◆ **SET PROBLEM**:
Look below for the line containing "Target: colobanthus quitensis plant". Output it and each remaining line of the entries exactly, and nothing else.

** start **

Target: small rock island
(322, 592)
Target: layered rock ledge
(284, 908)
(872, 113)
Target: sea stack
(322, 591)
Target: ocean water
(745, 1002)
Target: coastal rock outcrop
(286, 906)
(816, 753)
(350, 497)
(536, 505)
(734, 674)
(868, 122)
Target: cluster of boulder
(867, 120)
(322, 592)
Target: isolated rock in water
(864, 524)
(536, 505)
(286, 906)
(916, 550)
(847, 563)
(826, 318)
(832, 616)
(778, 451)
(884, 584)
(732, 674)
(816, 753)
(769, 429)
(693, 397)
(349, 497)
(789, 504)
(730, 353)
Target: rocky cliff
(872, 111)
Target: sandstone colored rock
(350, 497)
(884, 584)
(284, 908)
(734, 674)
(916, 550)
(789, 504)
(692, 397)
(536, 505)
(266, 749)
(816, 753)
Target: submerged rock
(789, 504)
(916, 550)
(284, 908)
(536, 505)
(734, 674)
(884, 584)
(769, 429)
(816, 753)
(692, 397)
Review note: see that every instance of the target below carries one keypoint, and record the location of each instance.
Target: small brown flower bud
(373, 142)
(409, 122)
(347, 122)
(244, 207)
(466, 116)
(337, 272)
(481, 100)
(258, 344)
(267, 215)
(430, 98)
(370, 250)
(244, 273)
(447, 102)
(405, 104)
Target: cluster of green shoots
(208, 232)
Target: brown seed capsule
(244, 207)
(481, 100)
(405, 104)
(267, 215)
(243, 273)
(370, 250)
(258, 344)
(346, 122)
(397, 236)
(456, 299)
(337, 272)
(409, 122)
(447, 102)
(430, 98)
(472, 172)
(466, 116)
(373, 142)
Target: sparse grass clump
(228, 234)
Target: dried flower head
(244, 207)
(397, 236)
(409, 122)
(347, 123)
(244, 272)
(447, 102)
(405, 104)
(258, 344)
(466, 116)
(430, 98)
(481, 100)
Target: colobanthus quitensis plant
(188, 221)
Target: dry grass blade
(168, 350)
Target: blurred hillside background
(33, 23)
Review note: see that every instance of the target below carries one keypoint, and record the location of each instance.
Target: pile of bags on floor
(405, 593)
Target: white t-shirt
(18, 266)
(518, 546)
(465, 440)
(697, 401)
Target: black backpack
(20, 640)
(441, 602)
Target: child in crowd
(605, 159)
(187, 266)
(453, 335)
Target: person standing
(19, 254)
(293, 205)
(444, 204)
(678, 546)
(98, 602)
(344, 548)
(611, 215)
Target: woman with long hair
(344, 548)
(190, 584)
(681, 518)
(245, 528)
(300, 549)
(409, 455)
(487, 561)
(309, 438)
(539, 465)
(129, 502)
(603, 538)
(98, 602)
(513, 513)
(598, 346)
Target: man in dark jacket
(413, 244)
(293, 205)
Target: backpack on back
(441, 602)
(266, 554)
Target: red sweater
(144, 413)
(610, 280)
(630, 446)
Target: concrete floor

** end **

◆ **CORRECT RESULT**:
Target: colobanthus quitensis plant
(188, 221)
Target: dry grass blade
(168, 350)
Target: blurred hillside background
(33, 23)
Review note: see that every instance of the target below carries one keypoint, and record the location of each instance.
Target: pile of bags on floor
(405, 593)
Target: white t-shirt
(18, 266)
(518, 546)
(465, 440)
(697, 401)
Target: black backpack
(20, 640)
(441, 602)
Target: child in crowd
(605, 159)
(187, 266)
(453, 335)
Target: person standing
(19, 254)
(293, 205)
(444, 204)
(678, 546)
(98, 602)
(344, 548)
(611, 215)
Target: woman with long hair
(344, 548)
(190, 584)
(681, 518)
(245, 528)
(300, 549)
(409, 455)
(487, 561)
(309, 438)
(539, 465)
(129, 502)
(603, 538)
(98, 602)
(513, 513)
(598, 346)
Target: man in dark jacket
(413, 244)
(293, 205)
Target: backpack on back
(441, 602)
(266, 554)
Target: red sweater
(144, 413)
(610, 280)
(630, 446)
Target: concrete floor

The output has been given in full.